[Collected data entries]
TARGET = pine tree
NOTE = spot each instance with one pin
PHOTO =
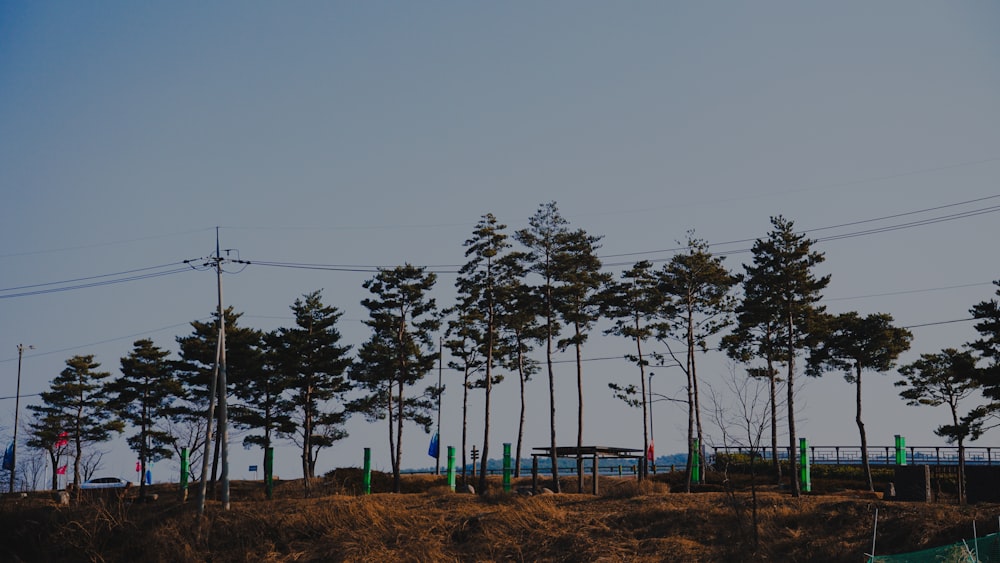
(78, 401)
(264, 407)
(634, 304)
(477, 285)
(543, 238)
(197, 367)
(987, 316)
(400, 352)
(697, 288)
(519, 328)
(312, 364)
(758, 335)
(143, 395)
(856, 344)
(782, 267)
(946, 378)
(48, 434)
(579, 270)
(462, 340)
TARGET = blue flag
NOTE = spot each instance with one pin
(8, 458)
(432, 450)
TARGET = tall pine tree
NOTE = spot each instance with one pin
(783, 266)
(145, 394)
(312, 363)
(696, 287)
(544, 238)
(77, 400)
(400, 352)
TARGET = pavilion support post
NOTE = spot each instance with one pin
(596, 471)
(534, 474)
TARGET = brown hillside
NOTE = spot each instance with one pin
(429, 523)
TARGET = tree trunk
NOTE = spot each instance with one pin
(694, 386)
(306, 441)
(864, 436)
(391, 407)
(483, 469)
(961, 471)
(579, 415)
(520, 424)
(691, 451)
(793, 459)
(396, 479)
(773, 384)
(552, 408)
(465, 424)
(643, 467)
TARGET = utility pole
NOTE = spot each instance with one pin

## TASK ITEM
Pictures stay out. Print the data exactly, from its first line through the line containing "TARGET = tree trunk".

## WRITTEN RESPONSE
TARGET = pine tree
NOTE = spot each instance with one pin
PHOTO =
(78, 401)
(264, 407)
(634, 304)
(477, 285)
(543, 238)
(197, 367)
(987, 316)
(400, 352)
(697, 288)
(519, 328)
(312, 364)
(758, 335)
(143, 395)
(856, 344)
(782, 267)
(946, 378)
(48, 434)
(579, 270)
(462, 340)
TARGET = blue flag
NOTE = spot each instance with one pin
(8, 458)
(432, 450)
TARGET = tall pine tree
NOTE = spot each instance with one pin
(783, 266)
(145, 394)
(312, 363)
(696, 287)
(544, 238)
(77, 400)
(400, 352)
TARGET = pavilion support post
NOTE = spot each instance with one pin
(596, 471)
(534, 474)
TARGET = brown hillside
NOTE = spot each instance with one pin
(429, 523)
TARGET = tree trunk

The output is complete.